Entries provided.

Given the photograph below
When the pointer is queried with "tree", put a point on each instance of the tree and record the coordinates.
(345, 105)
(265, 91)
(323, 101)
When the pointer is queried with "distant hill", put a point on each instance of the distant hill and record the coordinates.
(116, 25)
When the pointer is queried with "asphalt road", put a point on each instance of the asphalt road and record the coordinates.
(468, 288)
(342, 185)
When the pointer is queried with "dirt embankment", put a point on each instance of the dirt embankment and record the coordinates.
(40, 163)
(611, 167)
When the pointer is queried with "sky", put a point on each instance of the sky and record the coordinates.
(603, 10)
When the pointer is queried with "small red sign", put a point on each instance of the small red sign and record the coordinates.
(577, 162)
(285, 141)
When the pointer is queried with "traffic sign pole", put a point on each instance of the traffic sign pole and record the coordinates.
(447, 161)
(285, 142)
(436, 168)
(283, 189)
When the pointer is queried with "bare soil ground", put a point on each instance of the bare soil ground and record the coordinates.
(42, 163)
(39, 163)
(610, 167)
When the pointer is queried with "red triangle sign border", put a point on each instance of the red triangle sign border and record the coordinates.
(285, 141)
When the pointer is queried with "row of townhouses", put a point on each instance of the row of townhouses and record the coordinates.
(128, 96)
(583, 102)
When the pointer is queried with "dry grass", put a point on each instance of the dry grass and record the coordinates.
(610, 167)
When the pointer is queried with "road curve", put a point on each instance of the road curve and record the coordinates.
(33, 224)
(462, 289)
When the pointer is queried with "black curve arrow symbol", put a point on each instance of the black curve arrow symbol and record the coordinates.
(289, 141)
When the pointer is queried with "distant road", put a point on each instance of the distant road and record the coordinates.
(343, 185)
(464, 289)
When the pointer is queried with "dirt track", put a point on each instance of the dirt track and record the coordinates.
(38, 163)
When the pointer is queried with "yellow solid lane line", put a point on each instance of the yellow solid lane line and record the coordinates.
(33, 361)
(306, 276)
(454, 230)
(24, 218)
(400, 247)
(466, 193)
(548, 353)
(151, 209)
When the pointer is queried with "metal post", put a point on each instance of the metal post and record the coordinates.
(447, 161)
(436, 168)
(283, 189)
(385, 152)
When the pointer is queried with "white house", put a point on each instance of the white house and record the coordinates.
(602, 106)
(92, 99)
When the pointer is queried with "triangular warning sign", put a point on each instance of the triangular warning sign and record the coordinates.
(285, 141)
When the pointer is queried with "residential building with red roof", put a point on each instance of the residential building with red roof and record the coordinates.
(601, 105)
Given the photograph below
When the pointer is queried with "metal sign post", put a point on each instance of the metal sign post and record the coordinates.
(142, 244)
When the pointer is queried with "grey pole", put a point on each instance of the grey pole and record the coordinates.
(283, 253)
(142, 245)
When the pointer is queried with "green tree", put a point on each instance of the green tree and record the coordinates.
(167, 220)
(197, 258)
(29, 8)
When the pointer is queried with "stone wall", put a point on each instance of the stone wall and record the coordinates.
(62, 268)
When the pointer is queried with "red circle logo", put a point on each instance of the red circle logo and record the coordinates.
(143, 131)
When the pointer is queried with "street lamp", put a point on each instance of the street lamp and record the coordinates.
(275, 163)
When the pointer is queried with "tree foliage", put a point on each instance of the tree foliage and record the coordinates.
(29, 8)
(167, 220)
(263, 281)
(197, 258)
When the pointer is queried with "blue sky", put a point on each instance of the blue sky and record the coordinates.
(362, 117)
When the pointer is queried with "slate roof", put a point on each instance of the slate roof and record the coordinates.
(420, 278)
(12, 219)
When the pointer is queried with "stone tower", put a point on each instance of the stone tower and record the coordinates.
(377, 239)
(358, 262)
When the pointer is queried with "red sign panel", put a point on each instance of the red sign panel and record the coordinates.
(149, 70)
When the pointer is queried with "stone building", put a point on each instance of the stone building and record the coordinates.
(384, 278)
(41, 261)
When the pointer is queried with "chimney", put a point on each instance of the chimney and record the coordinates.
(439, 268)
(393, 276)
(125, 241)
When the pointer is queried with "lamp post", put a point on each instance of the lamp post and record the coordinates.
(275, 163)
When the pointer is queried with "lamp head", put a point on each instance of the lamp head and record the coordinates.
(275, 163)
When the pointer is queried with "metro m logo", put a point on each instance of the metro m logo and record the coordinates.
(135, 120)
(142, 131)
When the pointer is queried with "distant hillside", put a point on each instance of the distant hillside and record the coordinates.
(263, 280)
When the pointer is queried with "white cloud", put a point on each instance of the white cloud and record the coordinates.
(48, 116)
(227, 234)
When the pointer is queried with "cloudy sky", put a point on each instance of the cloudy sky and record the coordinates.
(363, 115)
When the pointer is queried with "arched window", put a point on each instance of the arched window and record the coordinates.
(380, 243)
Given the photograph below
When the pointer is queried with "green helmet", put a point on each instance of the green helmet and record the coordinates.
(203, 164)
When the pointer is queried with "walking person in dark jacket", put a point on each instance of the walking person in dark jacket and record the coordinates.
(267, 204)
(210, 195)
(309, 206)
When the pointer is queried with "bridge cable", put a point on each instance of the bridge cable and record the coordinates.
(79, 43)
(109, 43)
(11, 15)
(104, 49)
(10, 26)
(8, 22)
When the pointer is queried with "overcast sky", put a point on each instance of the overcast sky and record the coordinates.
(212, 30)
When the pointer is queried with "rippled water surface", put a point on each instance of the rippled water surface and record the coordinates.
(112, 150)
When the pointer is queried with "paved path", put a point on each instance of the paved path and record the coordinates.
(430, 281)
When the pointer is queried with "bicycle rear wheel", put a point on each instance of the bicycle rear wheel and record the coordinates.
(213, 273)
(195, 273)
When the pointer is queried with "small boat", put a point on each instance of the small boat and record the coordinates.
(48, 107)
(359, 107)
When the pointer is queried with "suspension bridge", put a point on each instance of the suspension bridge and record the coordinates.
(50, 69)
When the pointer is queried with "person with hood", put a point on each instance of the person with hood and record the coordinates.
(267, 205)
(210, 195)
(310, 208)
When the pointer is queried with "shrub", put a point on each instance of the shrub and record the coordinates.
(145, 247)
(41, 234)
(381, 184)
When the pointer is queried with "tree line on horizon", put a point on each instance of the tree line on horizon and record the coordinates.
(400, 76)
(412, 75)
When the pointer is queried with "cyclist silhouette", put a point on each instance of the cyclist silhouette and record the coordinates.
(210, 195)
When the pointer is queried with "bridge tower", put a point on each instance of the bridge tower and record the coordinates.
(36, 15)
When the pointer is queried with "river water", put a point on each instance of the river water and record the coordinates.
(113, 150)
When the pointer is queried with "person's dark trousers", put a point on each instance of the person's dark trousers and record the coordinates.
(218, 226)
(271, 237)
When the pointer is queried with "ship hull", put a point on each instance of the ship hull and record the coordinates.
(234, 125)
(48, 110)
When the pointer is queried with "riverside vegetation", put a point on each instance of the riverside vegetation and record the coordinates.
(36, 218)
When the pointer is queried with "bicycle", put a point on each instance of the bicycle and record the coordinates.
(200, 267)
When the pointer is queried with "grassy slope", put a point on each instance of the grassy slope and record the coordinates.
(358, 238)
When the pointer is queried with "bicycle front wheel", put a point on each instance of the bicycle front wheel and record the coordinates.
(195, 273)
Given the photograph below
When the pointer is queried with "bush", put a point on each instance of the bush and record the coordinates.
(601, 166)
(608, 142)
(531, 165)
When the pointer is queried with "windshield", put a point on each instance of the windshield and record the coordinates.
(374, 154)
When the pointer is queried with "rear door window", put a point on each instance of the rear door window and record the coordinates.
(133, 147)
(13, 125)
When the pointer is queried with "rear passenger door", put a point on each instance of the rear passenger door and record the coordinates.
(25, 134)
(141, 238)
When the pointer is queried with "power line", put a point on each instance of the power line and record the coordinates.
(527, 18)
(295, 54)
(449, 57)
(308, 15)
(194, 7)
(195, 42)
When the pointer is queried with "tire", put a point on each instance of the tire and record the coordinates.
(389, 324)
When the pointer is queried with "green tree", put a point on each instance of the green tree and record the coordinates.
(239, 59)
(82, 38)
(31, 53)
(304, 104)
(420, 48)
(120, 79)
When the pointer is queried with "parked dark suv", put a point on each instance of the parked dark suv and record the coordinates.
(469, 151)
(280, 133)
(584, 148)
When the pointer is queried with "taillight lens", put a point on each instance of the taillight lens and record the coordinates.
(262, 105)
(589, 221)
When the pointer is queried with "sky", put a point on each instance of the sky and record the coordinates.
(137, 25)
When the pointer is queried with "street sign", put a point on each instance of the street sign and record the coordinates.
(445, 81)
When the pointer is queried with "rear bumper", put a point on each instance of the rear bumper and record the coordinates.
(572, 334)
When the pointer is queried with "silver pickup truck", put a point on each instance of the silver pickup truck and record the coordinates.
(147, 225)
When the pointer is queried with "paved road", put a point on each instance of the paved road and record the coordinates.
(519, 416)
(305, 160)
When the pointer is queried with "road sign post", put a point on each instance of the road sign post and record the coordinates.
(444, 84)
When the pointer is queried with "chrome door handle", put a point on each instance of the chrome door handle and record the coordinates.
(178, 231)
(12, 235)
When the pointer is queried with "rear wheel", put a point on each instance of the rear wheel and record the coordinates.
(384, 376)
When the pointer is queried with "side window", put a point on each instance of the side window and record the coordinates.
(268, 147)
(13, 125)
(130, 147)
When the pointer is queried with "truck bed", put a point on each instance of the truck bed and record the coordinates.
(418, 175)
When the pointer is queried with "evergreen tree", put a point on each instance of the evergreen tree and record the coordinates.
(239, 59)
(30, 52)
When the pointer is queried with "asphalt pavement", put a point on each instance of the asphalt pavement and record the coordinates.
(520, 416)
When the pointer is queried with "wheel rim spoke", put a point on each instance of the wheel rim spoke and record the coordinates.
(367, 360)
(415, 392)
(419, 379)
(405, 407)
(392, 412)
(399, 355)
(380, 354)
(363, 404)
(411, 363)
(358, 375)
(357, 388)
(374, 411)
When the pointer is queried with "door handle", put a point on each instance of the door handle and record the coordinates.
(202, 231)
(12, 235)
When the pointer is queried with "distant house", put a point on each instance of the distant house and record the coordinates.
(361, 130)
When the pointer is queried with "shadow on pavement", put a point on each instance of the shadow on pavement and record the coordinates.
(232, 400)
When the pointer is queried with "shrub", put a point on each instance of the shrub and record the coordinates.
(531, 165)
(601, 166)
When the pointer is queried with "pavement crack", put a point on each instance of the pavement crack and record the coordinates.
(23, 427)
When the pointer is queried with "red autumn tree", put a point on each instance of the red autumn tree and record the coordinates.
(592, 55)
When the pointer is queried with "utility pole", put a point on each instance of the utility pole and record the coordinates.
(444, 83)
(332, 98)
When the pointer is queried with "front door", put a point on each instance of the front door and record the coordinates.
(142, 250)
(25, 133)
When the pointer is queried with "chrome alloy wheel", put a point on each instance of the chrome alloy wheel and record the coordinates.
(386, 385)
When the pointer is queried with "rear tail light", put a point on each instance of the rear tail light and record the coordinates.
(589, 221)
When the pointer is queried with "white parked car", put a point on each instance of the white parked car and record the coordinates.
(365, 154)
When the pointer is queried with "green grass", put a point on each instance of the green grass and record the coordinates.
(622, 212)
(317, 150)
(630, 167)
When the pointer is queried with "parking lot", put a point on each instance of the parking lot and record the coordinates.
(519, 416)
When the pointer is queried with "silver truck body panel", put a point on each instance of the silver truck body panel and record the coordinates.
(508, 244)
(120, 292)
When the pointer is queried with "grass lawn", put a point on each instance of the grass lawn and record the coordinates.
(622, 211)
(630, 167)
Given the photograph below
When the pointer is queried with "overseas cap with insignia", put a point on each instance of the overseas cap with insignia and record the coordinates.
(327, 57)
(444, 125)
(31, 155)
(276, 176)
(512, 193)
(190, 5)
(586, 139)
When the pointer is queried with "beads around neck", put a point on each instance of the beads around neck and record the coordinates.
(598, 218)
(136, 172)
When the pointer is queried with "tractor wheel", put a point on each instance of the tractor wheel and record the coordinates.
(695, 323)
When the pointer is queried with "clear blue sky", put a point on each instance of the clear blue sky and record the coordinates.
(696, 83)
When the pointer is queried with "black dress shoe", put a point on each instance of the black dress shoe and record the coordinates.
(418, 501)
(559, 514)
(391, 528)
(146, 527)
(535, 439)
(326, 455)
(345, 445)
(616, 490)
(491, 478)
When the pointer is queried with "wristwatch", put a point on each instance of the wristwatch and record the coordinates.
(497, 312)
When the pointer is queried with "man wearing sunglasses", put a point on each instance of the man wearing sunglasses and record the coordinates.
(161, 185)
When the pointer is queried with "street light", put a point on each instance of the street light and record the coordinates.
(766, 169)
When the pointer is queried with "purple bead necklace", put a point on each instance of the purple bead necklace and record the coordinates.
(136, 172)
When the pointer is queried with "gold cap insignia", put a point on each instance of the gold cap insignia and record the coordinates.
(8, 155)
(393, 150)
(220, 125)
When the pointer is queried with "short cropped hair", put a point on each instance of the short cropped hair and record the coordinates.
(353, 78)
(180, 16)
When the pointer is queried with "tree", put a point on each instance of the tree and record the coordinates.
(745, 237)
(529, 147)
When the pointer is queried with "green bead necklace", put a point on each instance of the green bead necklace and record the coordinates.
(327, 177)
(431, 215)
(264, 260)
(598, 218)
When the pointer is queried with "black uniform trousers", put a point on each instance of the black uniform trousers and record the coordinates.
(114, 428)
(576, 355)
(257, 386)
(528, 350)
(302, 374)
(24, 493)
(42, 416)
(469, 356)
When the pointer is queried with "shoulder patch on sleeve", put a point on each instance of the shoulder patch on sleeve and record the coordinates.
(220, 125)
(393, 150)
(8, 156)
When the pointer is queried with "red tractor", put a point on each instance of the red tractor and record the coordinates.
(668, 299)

To do. Repeat word for word each line from the one with "uniform trousers and record the coordinates." to the end of the records above, inclusive.

Answer below.
When the pointer is queried with "black uniform trousers", put a point on each instance of the black uniform trousers and record the coordinates.
(114, 428)
(576, 355)
(257, 386)
(528, 350)
(302, 374)
(24, 493)
(42, 416)
(469, 356)
When the pointer is queried with "shoulder patch on sleeve", put a point on each instance of the shoulder patch on sleeve and record the coordinates.
(220, 125)
(393, 150)
(8, 156)
When the pointer is queried with "red tractor", put a point on each instance of the red tractor and record the coordinates.
(668, 299)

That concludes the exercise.